YOUR ASSIGNMENT
Below are some records. Return exactly the lines from the one containing "Target: cloudy sky" through the one containing "Target: railing", both included, and only those.

DATA PROVIDED

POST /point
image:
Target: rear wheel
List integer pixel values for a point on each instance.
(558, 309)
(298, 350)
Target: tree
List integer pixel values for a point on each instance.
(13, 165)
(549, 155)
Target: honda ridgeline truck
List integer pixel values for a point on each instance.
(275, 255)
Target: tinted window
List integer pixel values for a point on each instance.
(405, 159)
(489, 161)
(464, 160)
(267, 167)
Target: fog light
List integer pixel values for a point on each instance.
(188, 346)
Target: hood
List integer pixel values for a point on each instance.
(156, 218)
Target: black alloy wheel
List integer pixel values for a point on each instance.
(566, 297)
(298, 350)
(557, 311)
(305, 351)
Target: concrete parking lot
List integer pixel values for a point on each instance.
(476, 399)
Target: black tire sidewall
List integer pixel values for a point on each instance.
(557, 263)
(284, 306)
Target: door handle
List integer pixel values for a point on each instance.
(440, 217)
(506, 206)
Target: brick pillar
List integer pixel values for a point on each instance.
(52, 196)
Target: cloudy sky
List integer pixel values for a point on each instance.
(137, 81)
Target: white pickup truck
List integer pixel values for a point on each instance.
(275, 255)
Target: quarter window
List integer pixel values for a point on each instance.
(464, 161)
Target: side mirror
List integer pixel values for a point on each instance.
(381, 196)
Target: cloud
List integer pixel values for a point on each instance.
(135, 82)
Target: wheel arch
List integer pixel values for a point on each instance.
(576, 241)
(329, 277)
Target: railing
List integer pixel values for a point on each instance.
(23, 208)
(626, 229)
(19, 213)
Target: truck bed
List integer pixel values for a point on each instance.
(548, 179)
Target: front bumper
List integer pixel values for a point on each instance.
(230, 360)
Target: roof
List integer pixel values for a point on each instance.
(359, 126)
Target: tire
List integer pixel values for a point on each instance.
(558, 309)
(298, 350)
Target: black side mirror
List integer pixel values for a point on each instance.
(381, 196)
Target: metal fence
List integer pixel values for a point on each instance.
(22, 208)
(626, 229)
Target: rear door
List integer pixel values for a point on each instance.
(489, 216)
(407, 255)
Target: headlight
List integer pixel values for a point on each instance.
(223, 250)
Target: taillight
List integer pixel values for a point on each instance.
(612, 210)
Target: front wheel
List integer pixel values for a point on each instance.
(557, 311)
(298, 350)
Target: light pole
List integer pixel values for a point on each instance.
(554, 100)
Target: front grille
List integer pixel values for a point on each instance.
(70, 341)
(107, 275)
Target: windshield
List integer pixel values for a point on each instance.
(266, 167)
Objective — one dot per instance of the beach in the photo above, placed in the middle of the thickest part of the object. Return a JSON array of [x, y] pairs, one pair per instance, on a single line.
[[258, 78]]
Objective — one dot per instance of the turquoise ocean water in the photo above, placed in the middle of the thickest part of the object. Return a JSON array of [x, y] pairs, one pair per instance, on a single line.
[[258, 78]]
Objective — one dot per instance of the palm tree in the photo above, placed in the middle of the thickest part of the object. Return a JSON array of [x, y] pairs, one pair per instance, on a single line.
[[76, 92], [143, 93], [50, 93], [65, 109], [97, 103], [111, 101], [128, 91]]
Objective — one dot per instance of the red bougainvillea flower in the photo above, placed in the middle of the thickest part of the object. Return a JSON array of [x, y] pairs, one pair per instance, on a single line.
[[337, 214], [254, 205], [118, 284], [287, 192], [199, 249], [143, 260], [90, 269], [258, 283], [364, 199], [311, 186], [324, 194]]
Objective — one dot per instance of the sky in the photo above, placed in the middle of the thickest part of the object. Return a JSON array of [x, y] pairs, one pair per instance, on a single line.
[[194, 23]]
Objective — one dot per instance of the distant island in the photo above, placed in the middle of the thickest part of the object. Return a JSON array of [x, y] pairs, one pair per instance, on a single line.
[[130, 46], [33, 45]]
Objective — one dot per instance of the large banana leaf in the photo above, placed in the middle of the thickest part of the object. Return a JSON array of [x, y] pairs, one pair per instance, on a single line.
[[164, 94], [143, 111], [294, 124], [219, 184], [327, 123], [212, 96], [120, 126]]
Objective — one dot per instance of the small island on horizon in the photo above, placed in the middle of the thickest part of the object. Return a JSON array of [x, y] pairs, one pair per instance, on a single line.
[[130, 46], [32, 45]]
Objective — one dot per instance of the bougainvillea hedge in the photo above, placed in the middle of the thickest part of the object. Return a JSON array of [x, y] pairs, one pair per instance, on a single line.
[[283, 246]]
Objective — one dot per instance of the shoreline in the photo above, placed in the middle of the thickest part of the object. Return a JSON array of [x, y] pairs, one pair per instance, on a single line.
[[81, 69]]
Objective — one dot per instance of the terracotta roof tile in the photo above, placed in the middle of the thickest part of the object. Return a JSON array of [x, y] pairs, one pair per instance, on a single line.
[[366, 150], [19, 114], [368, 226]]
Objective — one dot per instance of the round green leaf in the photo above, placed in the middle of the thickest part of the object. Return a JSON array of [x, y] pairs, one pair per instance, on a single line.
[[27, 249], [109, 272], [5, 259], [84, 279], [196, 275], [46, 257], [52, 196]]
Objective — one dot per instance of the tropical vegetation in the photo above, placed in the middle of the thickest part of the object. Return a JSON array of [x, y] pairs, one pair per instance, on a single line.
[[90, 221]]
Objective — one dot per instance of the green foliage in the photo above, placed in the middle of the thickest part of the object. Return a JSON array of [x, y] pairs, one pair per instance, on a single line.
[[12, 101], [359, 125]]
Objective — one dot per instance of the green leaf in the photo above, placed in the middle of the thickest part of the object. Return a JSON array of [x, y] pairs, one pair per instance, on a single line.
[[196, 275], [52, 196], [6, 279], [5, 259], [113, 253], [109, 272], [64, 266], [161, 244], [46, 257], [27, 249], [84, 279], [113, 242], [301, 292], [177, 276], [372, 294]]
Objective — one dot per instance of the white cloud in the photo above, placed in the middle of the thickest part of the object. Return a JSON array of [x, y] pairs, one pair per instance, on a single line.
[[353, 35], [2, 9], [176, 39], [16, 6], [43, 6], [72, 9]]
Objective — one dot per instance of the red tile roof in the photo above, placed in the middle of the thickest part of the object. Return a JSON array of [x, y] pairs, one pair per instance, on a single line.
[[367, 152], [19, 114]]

EXERCISE RESULT
Target: cloudy sky
List integer pixel values for a point on each instance.
(137, 81)
Target: white pickup truck
List integer pixel values for a point on each instance.
(275, 255)
Target: quarter window
List integer pixel values for a point on each instance.
(464, 161)
Target: side mirror
List integer pixel values for a point on each instance.
(381, 196)
Target: cloud
List integer pixel values for a point on each instance.
(135, 82)
Target: wheel arch
List integer pixel values for a point on each instance.
(576, 241)
(329, 277)
Target: railing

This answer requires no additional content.